**What is expected**:
Return, unchanged, every line in the records below that contains the string "mirror". Case counts when matching.

**Collected data entries**:
○ ○ ○ ○ ○
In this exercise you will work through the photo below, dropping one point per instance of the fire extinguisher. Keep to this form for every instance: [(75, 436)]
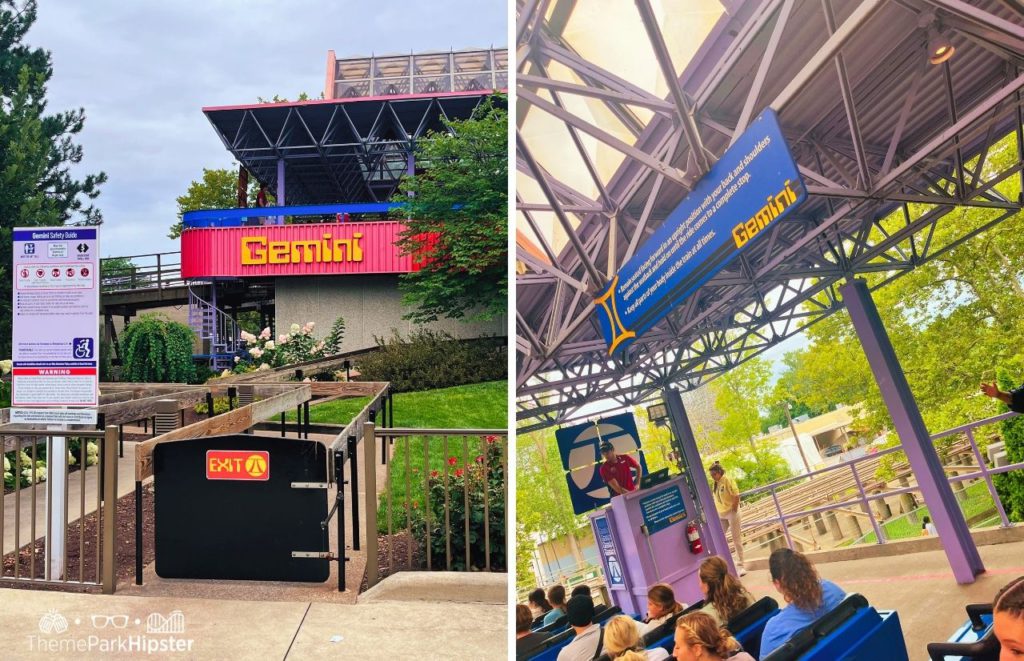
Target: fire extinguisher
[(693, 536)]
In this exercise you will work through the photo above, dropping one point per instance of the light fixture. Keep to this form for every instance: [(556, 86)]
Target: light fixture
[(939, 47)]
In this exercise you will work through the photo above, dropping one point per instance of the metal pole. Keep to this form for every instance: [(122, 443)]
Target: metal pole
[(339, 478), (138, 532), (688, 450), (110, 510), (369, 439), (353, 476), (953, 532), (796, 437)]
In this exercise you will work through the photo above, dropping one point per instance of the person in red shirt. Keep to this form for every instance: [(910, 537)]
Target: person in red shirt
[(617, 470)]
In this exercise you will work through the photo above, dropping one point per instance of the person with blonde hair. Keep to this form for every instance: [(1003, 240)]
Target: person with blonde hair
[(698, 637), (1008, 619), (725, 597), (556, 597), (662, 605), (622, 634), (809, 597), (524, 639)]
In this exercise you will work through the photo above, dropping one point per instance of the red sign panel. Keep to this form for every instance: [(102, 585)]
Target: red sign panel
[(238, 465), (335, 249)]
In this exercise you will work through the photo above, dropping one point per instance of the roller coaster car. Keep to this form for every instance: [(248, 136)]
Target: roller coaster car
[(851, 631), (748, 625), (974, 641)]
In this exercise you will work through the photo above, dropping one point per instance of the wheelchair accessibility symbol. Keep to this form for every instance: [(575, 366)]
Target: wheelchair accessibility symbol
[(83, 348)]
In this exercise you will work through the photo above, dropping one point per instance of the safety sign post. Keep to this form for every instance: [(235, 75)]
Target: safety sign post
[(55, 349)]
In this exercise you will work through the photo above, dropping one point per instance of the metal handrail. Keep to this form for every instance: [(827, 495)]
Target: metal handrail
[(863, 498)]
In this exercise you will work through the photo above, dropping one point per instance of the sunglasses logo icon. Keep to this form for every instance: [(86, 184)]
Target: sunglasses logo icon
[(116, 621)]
○ ○ ○ ○ ○
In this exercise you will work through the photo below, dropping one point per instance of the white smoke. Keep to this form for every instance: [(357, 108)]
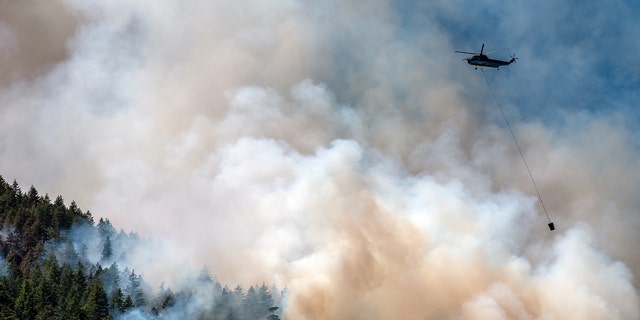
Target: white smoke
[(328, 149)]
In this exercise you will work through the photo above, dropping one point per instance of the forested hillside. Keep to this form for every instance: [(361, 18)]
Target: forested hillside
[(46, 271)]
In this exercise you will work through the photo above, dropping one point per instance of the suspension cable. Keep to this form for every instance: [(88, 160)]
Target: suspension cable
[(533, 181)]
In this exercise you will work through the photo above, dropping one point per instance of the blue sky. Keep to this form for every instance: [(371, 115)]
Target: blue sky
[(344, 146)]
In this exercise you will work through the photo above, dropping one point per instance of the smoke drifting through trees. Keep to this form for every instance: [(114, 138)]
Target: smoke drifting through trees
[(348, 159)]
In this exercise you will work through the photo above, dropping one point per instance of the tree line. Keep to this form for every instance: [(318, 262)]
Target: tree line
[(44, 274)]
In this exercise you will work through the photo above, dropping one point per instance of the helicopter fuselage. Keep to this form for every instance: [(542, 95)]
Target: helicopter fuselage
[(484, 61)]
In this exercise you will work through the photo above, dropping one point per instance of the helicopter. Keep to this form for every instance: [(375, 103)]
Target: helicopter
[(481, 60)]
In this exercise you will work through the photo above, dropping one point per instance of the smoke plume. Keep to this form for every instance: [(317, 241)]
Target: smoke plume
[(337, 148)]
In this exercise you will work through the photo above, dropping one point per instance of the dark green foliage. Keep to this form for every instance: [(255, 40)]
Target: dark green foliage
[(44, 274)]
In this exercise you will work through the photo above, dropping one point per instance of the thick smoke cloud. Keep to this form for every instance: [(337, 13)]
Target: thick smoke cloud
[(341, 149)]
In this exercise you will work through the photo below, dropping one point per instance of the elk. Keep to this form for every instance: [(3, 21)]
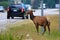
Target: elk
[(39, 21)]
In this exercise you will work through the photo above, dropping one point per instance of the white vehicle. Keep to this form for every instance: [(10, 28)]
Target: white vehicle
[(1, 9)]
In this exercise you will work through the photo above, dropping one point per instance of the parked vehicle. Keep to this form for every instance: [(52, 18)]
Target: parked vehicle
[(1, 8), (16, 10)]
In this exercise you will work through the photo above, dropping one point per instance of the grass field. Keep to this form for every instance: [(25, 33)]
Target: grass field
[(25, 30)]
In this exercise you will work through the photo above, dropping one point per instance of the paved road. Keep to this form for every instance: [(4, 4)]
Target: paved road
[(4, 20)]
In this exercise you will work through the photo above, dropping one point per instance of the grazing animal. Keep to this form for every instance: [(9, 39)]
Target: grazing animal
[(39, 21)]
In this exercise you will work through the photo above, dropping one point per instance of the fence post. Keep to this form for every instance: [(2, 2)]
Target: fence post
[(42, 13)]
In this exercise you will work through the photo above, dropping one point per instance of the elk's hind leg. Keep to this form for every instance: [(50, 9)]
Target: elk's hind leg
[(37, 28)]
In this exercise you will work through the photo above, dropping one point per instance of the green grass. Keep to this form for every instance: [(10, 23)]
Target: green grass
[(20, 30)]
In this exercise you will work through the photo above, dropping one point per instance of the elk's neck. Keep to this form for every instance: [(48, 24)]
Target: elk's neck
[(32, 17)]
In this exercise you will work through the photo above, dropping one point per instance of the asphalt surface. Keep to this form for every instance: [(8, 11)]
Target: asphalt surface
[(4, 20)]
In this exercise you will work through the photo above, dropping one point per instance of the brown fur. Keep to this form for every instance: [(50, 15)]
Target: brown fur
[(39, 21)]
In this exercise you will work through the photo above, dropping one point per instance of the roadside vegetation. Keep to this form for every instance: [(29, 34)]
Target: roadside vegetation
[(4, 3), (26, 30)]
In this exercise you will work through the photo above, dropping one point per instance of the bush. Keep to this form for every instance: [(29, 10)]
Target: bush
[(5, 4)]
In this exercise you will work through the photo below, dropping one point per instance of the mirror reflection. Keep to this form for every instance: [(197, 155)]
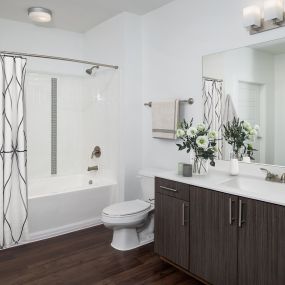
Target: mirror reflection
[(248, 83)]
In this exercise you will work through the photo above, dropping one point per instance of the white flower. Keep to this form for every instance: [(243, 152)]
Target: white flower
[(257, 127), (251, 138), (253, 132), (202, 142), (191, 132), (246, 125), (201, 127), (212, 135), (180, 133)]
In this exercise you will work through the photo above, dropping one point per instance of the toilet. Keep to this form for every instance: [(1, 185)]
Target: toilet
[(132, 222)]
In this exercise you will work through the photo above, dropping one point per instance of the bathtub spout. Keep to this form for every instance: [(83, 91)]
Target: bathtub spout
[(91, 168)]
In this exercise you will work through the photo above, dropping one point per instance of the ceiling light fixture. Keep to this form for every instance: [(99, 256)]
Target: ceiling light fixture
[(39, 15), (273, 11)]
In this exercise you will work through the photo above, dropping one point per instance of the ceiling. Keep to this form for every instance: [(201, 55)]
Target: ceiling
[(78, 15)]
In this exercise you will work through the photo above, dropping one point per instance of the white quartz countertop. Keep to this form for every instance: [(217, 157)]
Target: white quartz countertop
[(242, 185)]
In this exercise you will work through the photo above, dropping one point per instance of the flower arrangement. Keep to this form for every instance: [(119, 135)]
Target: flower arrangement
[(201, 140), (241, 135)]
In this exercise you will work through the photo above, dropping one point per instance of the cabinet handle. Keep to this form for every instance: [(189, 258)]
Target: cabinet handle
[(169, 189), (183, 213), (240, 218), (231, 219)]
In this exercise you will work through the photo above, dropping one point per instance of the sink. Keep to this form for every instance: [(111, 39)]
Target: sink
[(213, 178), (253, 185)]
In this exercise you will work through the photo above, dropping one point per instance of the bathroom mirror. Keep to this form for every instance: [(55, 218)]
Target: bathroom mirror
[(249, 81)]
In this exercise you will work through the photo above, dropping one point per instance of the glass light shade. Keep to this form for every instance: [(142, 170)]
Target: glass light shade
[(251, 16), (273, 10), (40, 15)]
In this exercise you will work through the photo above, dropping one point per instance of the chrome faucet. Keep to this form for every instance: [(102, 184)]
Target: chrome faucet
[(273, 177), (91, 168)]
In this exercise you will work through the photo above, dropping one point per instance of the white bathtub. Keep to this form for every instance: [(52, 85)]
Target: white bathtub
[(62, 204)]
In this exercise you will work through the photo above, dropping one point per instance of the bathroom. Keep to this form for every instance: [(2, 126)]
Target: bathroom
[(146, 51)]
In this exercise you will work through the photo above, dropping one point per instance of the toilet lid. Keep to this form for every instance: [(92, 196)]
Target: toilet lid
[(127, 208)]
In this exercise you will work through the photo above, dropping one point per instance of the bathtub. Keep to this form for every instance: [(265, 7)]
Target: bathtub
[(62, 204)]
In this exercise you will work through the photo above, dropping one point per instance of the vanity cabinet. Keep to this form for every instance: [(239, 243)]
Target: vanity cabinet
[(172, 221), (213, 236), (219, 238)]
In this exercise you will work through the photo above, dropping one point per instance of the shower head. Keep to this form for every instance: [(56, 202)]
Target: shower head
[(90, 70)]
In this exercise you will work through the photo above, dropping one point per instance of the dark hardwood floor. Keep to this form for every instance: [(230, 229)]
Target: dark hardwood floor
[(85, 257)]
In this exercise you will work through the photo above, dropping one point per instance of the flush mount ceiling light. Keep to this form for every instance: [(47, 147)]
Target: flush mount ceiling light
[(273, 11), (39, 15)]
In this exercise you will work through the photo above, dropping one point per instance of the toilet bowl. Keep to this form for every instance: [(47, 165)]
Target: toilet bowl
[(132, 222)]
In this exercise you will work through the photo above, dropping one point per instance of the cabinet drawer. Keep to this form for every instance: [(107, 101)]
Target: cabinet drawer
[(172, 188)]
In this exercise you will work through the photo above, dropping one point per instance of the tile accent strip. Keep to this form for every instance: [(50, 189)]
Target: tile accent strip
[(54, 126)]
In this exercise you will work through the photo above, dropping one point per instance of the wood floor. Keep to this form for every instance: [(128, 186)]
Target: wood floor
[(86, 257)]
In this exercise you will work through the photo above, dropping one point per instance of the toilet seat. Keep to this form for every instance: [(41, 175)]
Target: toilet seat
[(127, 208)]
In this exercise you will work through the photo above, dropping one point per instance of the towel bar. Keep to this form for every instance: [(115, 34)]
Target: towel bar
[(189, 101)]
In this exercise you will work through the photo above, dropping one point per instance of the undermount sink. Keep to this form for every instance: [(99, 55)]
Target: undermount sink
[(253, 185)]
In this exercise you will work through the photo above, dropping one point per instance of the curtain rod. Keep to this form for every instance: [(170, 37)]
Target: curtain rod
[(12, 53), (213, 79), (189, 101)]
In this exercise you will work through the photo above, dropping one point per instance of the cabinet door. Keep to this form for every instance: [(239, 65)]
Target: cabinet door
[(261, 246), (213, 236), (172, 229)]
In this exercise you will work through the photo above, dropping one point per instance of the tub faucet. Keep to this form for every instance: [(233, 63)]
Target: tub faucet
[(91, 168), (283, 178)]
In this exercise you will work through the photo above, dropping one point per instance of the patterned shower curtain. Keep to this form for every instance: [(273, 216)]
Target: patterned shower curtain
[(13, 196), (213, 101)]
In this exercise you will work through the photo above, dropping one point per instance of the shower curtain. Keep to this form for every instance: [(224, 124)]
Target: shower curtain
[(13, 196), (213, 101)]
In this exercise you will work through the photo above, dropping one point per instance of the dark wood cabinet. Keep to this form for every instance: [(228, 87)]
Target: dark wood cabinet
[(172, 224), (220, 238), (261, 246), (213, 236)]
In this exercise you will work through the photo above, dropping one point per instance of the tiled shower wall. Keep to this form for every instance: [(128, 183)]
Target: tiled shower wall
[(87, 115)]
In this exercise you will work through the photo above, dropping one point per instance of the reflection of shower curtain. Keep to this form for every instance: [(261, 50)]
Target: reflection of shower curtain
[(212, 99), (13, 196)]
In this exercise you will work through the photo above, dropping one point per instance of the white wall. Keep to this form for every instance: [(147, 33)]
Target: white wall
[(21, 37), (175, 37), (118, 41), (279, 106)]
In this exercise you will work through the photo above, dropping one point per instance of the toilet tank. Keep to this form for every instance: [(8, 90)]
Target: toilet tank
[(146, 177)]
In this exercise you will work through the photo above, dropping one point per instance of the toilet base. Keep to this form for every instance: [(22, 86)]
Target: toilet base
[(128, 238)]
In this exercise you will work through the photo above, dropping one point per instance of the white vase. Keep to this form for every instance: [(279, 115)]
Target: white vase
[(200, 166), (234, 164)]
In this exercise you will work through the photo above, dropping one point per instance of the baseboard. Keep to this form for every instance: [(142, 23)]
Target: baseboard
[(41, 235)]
○ ○ ○ ○ ○
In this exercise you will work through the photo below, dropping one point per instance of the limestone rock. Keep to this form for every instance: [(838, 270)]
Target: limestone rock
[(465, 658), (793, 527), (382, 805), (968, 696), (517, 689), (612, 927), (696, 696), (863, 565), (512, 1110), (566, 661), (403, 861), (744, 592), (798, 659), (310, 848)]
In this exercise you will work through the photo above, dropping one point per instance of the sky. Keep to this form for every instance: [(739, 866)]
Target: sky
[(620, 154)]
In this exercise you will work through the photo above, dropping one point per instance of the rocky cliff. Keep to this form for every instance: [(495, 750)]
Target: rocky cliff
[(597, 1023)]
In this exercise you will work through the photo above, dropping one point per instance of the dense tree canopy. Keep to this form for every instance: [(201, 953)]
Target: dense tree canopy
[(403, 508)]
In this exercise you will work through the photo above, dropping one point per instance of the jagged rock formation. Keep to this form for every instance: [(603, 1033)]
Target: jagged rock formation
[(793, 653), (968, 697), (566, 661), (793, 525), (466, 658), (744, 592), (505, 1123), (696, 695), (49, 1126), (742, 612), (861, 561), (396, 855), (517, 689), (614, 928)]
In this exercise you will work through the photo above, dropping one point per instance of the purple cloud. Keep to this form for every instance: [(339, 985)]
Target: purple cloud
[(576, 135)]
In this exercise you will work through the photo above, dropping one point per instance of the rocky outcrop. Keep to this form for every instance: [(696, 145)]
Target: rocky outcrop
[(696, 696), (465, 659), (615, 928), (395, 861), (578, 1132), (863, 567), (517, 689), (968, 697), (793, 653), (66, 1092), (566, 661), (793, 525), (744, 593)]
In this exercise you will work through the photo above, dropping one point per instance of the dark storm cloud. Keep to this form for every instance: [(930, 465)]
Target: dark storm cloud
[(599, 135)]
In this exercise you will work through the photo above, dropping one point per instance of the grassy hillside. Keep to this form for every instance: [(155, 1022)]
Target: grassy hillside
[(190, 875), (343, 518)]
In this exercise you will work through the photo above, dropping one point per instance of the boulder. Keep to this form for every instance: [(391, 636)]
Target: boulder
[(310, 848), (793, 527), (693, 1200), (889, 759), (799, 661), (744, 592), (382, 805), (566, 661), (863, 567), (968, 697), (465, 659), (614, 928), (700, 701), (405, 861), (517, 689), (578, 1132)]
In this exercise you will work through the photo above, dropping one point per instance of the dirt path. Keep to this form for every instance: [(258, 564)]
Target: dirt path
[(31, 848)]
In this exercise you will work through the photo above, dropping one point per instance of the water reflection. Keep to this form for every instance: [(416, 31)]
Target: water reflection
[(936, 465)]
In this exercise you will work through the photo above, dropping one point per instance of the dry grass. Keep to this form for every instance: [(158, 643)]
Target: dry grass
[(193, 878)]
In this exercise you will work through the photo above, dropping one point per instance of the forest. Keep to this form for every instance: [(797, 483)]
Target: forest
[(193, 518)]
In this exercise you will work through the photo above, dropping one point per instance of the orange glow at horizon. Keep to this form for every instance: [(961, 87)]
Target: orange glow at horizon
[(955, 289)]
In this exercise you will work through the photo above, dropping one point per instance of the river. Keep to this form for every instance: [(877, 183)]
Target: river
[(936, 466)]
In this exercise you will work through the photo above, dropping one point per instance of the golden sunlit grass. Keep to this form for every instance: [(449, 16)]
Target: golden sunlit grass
○ ○ ○ ○ ○
**Solution for this exercise**:
In this exercise you will work through the photo below, dropping one point per instance of the mirror reflection. Keep to this form for every instance: [(197, 155)]
Target: mirror reflection
In this exercise you will work through the photo above, dropping one point per instance of the bathroom mirror. Keep to this form for every instance: [(55, 218)]
Target: bathroom mirror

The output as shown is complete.